Object position labeling entries
* * * * *

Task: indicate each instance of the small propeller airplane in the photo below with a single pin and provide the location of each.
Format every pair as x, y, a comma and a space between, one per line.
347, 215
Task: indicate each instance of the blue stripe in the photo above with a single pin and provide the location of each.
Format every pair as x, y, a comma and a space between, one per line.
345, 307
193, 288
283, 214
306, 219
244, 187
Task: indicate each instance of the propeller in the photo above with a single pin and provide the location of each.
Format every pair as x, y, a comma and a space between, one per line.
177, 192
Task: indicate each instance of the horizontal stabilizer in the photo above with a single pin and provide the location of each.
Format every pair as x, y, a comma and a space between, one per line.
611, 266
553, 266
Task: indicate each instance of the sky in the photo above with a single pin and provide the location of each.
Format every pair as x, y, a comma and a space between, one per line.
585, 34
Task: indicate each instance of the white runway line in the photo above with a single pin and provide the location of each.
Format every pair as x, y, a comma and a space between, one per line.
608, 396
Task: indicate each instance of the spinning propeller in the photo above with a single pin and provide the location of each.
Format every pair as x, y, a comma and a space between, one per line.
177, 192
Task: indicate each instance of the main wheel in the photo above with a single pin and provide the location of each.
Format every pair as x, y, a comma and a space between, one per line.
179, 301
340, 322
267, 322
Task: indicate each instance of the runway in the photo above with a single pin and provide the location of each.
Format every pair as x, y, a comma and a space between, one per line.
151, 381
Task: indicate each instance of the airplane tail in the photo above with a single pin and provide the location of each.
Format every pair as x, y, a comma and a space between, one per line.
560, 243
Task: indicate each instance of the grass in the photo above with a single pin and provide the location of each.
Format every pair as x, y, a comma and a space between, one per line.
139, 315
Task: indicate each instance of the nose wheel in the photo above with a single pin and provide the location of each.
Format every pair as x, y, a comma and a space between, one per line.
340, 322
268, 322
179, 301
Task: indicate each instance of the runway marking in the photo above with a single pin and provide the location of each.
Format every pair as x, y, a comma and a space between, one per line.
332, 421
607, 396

* * * * *

Swap "single pin" for "single marker" in every one of the lines above and keep everything else the same.

Task: indicate each instance of the small propeller airplane in the photo below with a single marker and provide the location of each.
Format every pair as x, y, a comma and a space between, one per line.
347, 215
Task: indicate each instance of the blue stripe in the photo above with a single marker and provide the location of each.
Format every pair as x, y, a comma and a space between, one per line.
345, 307
193, 288
283, 214
306, 219
244, 187
Task: indicate each instance of the propeller in the photo above with a single marker and provide the location of each.
Format every pair as x, y, a comma and a space between, one per line.
177, 192
Task: indicate each instance of the horizontal stabilizer in the photo above with a single marker and provide the location of each.
Format every pair as x, y, a comma and a space between, one per line.
611, 266
553, 266
Task: indicate each instance of the sky in the photo above with a single marker and provide the location of each.
Format every pair as x, y, a comma and a space between, one per line.
585, 34
Task: indicate each instance of the white runway line in the photo above with a single marker and provide the location of each.
Format every pair as x, y, a comma and a space between, one per line.
608, 396
Task: indicate each instance of the spinning propeller in the photo above with a single marker and provide the location of each.
Format every pair as x, y, a comma and a space between, one per line.
177, 192
Task: indicate each instance of the main wheel in the photo above with a single marker and provide the location of each.
Format every pair as x, y, a comma and a space between, one per line.
179, 301
340, 322
267, 322
Task: indicate each instance of the runway in the photo above with a single marker and provide the location of each.
Format every pair as x, y, a comma and a space between, one per line.
151, 381
Task: indicate each instance of the airplane tail in the photo above with a single marker and provide the location of each.
Format every pair as x, y, a comma and a space between, one per line.
560, 243
Task: indicate each instance of the grass in the photo above with a single marker and provide the location of each.
Format every pair as x, y, a comma and a space between, one per line.
139, 315
Task: indicate each instance of the nose wheel in the photo above with a single marker and provide the location of each.
Format every pair as x, y, a comma and a space between, one per line.
340, 322
268, 322
179, 301
Task: indicate each instance of the runway marking in the photo above with a single marker and provide the location of each.
Format every pair as x, y, a comma and a space between, one per line.
332, 421
607, 396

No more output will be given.